DESCRIPTION OF THE TASK
Leave out the pictures and repeat the rest of the material exactly.

MATERIAL FOR THIS TASK
===

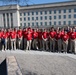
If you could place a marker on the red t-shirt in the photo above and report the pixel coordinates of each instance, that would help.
(19, 33)
(65, 37)
(29, 36)
(40, 35)
(35, 35)
(13, 35)
(73, 35)
(52, 34)
(45, 35)
(58, 36)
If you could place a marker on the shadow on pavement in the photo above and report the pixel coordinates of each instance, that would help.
(3, 68)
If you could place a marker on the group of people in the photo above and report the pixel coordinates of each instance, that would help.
(52, 39)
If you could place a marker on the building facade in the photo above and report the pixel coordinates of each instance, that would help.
(50, 14)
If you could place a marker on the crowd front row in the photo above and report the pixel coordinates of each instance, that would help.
(54, 40)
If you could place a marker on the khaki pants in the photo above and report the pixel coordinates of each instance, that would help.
(59, 45)
(65, 46)
(73, 46)
(28, 44)
(13, 44)
(52, 45)
(45, 45)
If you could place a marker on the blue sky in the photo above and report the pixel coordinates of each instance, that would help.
(31, 2)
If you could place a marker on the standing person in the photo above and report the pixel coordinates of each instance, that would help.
(0, 39)
(65, 38)
(13, 39)
(45, 38)
(59, 40)
(52, 34)
(19, 36)
(4, 40)
(35, 36)
(40, 38)
(73, 41)
(29, 39)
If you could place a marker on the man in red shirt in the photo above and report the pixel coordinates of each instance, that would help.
(13, 39)
(35, 36)
(19, 36)
(58, 39)
(73, 41)
(45, 38)
(40, 38)
(52, 34)
(65, 38)
(29, 39)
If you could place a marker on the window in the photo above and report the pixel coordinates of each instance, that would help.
(59, 11)
(64, 22)
(69, 16)
(32, 13)
(74, 15)
(45, 12)
(41, 23)
(64, 16)
(64, 10)
(59, 16)
(45, 23)
(24, 24)
(36, 18)
(59, 22)
(50, 23)
(28, 24)
(36, 13)
(40, 12)
(32, 24)
(41, 18)
(75, 10)
(28, 13)
(28, 18)
(54, 23)
(20, 14)
(75, 22)
(54, 17)
(32, 18)
(24, 14)
(50, 17)
(69, 22)
(69, 10)
(50, 12)
(45, 17)
(54, 11)
(20, 19)
(24, 19)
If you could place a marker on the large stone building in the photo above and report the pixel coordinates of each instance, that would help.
(62, 13)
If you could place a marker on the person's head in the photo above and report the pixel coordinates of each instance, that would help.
(52, 28)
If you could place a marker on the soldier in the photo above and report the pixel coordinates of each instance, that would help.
(13, 39)
(73, 39)
(35, 36)
(19, 35)
(65, 38)
(52, 34)
(45, 38)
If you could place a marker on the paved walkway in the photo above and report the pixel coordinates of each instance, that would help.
(43, 63)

===

ANSWER IN FULL
If you could place a marker on the red t-shirt in the photo above and report the pixel coordinates of each instance, that would help.
(19, 33)
(65, 37)
(29, 36)
(40, 35)
(35, 35)
(13, 35)
(73, 35)
(52, 34)
(45, 35)
(58, 36)
If you could place a marker on the shadow on pavement in the photo above and report the pixel coordinates of each instance, that would help.
(3, 68)
If you could place a marker on the group of people in the photo above and report the pixel coordinates of each instance, that would help.
(52, 39)
If you could place a marker on the building facade in the photo above and report the pixel coordinates of each instance, that would help.
(50, 14)
If you could place a marker on the crowd front row in the photo above and report the pixel coordinates of each instance, that would help.
(54, 40)
If you could place a marker on the khaki pants in the photo above and report the pixel coordinates of each instance, that would help.
(59, 45)
(65, 46)
(73, 46)
(28, 44)
(13, 44)
(52, 45)
(45, 45)
If you could place a marker on the blue sky in the photo above and report the pixel coordinates of each instance, that would help.
(31, 2)
If you could place a marker on the standing person in the photo above and report the pixel coordinates of each instance, that would help.
(0, 39)
(65, 38)
(13, 39)
(45, 38)
(59, 40)
(52, 34)
(19, 36)
(4, 40)
(35, 36)
(40, 38)
(73, 41)
(29, 39)
If you could place a marker on the man in red shirt in the photo above and report the pixel coordinates of each instance, that would help.
(13, 39)
(35, 36)
(19, 36)
(58, 39)
(73, 41)
(45, 38)
(40, 38)
(52, 34)
(65, 38)
(29, 39)
If you could place a marker on the window in the photo above and report the pixel coordinates of each instance, that would help.
(59, 11)
(64, 22)
(69, 16)
(32, 13)
(74, 15)
(45, 12)
(41, 23)
(64, 16)
(64, 10)
(59, 16)
(45, 23)
(24, 24)
(36, 18)
(59, 22)
(50, 23)
(28, 24)
(36, 13)
(40, 12)
(32, 24)
(41, 18)
(75, 10)
(28, 13)
(28, 18)
(54, 23)
(20, 14)
(75, 22)
(54, 17)
(32, 18)
(24, 14)
(50, 17)
(69, 22)
(69, 10)
(50, 12)
(45, 17)
(54, 11)
(20, 19)
(24, 19)
If you could place a marker on the large stone building in the photo above and report the pixel coordinates of each instance, that would help.
(62, 13)
If you could place a marker on the person's head in the photo above and report the pixel coordinates of each instance, that would help.
(52, 28)
If you could place a marker on the soldier in the photo above and report the pixel coordinates of each instance, that would help.
(13, 39)
(73, 39)
(35, 36)
(19, 35)
(65, 38)
(52, 34)
(45, 38)
If you could place a marker on the paved walkway in the photo above and report the pixel coordinates of each instance, that would help.
(43, 63)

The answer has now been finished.